- **TASK BRIEF**
Rewrite all of the data below as a numbered list, skipping blank lines and leaving out the pictures.

- **LISTED ENTRIES**
--- --- ---

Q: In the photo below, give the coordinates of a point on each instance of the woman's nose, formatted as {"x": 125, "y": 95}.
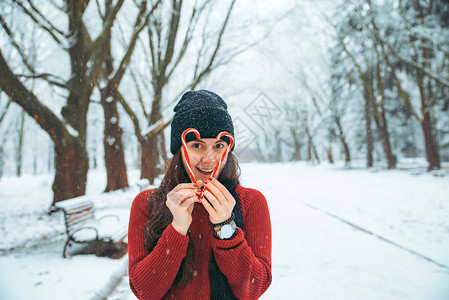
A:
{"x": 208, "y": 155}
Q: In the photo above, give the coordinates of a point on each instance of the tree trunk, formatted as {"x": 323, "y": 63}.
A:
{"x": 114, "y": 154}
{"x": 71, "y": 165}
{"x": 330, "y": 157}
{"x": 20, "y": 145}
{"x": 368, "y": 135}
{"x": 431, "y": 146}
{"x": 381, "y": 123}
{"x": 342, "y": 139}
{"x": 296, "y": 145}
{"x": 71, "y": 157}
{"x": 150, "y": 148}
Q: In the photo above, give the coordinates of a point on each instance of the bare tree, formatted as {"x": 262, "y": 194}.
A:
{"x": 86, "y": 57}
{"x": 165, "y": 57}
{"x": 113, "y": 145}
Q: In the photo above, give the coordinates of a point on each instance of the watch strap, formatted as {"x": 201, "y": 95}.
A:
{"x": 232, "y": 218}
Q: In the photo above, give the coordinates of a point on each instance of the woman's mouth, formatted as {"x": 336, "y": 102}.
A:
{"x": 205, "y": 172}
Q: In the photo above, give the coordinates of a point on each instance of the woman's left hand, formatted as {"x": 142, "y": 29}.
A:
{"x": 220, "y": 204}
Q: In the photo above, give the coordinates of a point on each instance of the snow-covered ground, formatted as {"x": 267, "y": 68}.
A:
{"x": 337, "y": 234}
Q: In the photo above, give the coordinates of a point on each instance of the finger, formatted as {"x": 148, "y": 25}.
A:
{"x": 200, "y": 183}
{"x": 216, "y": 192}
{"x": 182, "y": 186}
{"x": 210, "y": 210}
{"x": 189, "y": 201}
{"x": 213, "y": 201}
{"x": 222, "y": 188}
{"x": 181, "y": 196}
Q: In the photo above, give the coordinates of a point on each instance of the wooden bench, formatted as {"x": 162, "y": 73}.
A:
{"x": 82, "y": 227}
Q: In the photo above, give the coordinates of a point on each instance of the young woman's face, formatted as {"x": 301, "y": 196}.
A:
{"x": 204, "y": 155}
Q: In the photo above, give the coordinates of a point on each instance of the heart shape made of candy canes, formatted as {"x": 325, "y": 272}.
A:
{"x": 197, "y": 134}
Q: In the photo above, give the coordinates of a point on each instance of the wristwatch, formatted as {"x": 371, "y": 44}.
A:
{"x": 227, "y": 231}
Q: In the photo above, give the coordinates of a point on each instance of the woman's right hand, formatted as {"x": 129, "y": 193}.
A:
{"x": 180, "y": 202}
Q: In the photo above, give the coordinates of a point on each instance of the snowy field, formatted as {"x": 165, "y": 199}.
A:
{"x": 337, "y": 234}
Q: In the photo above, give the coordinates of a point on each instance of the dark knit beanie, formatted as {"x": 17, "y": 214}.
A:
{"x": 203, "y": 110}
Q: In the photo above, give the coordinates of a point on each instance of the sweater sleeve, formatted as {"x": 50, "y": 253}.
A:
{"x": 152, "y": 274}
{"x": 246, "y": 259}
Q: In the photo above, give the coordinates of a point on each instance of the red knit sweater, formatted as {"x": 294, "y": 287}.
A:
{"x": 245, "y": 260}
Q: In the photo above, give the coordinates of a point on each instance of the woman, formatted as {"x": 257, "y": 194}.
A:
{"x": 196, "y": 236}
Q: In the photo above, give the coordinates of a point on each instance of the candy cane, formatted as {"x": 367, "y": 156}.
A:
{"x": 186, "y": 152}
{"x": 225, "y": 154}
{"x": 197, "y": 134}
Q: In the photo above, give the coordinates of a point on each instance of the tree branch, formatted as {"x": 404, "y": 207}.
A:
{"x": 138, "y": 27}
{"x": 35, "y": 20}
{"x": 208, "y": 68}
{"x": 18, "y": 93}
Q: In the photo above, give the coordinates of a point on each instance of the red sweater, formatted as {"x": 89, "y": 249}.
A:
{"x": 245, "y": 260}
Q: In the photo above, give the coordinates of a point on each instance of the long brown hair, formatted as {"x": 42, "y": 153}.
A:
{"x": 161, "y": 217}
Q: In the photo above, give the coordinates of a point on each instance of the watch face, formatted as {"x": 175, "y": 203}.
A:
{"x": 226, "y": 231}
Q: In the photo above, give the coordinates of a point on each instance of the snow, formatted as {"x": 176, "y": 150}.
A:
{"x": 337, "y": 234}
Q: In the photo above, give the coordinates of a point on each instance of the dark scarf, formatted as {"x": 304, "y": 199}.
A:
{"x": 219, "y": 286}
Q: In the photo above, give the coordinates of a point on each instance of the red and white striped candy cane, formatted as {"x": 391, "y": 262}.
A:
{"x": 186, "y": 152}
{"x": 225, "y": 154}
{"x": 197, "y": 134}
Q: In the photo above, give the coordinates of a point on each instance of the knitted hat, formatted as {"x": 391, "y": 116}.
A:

--- --- ---

- **FINISHED ANSWER**
1. Q: In the photo below, give the coordinates of a point on each instance of the woman's nose, formatted as {"x": 125, "y": 95}.
2. A:
3. {"x": 208, "y": 155}
4. Q: In the photo above, give the coordinates of a point on each instance of the tree trunk, formatted as {"x": 323, "y": 63}.
5. A:
6. {"x": 114, "y": 154}
7. {"x": 71, "y": 165}
8. {"x": 330, "y": 157}
9. {"x": 20, "y": 145}
10. {"x": 368, "y": 135}
11. {"x": 431, "y": 146}
12. {"x": 381, "y": 123}
13. {"x": 342, "y": 139}
14. {"x": 296, "y": 145}
15. {"x": 71, "y": 157}
16. {"x": 150, "y": 148}
17. Q: In the photo above, give the coordinates of a point on each instance of the bare tree, formatted as {"x": 262, "y": 194}.
18. A:
19. {"x": 86, "y": 57}
20. {"x": 165, "y": 57}
21. {"x": 113, "y": 145}
22. Q: In the photo above, give the coordinates of a point on each instance of the watch strap, formatted as {"x": 201, "y": 95}.
23. A:
24. {"x": 232, "y": 218}
25. Q: In the photo above, give the coordinates of a point on each instance of the woman's mouth, formatted as {"x": 336, "y": 102}.
26. A:
27. {"x": 205, "y": 172}
28. Q: In the photo above, give the coordinates of a point on each instance of the woman's left hand, formatted as {"x": 142, "y": 29}.
29. A:
30. {"x": 220, "y": 204}
31. Q: In the photo above, give the coordinates of a point on each instance of the snow-covered ground, formatted as {"x": 267, "y": 68}.
32. A:
33. {"x": 337, "y": 234}
34. Q: In the photo above, give the coordinates of a point on each instance of the finger, formatted as {"x": 148, "y": 25}.
35. A:
36. {"x": 200, "y": 183}
37. {"x": 216, "y": 192}
38. {"x": 182, "y": 186}
39. {"x": 210, "y": 210}
40. {"x": 189, "y": 201}
41. {"x": 213, "y": 201}
42. {"x": 222, "y": 188}
43. {"x": 181, "y": 196}
44. Q: In the photo above, give the coordinates of a point on each instance of the wooden bench, formatted as {"x": 162, "y": 73}.
45. A:
46. {"x": 82, "y": 227}
47. Q: In the photo above, give the coordinates of a point on each instance of the young woman's face, formatted as {"x": 301, "y": 196}.
48. A:
49. {"x": 204, "y": 155}
50. Q: In the photo above, give the coordinates of a point on each instance of the heart shape made of candy canes, formatted as {"x": 325, "y": 272}.
51. A:
52. {"x": 197, "y": 134}
53. Q: In the photo above, give the coordinates of a point on each instance of the wristwatch, formatted as {"x": 371, "y": 44}.
54. A:
55. {"x": 227, "y": 231}
56. Q: In the photo above, give the coordinates of a point on each instance of the woman's right hand, formatted as {"x": 129, "y": 193}.
57. A:
58. {"x": 180, "y": 202}
59. Q: In the photo above, give the coordinates of a point on each instance of the snowy field, formatted as {"x": 165, "y": 199}.
60. A:
61. {"x": 337, "y": 234}
62. Q: In the photo above, give the coordinates of a point on each instance of the dark knit beanie, formatted as {"x": 17, "y": 214}.
63. A:
64. {"x": 203, "y": 110}
65. Q: In the photo above, give the coordinates of a point on each instance of the sweater sleeve, formatted as {"x": 50, "y": 253}.
66. A:
67. {"x": 152, "y": 274}
68. {"x": 246, "y": 259}
69. Q: In the photo above, give the coordinates of a point on each instance of the red knit sweater, formatted as {"x": 294, "y": 287}.
70. A:
71. {"x": 245, "y": 260}
72. Q: In the photo above, give the coordinates of a point on each instance of the woman, formatted as {"x": 257, "y": 194}.
73. A:
74. {"x": 196, "y": 236}
75. Q: In the photo above, give the coordinates of a point on each instance of the candy cane, formatted as {"x": 367, "y": 156}.
76. A:
77. {"x": 186, "y": 152}
78. {"x": 225, "y": 154}
79. {"x": 197, "y": 134}
80. Q: In the photo above, give the coordinates of a point on each instance of the tree branch, formatted as {"x": 404, "y": 207}.
81. A:
82. {"x": 138, "y": 27}
83. {"x": 35, "y": 20}
84. {"x": 208, "y": 68}
85. {"x": 18, "y": 93}
86. Q: In the photo above, give the coordinates of a point on each instance of the red sweater, formatted as {"x": 89, "y": 249}.
87. A:
88. {"x": 245, "y": 260}
89. Q: In the photo above, give the coordinates of a point on each instance of the long brown hair, formatted as {"x": 42, "y": 153}.
90. A:
91. {"x": 161, "y": 217}
92. Q: In the photo above, give the coordinates of a point on each instance of the watch face, formatted as {"x": 175, "y": 203}.
93. A:
94. {"x": 226, "y": 231}
95. Q: In the photo above, give the coordinates of a point on each instance of the snow, formatted as {"x": 176, "y": 150}.
96. A:
97. {"x": 337, "y": 234}
98. Q: In the photo above, give the coordinates of a point on each instance of the dark scarf, formatted as {"x": 304, "y": 199}.
99. A:
100. {"x": 219, "y": 286}
101. Q: In the photo above, give the coordinates of a point on each instance of the red and white striped candy cane, formatted as {"x": 391, "y": 262}.
102. A:
103. {"x": 186, "y": 152}
104. {"x": 225, "y": 154}
105. {"x": 197, "y": 134}
106. Q: In the photo above, give the coordinates of a point on each instance of the knitted hat, formatted as {"x": 391, "y": 116}.
107. A:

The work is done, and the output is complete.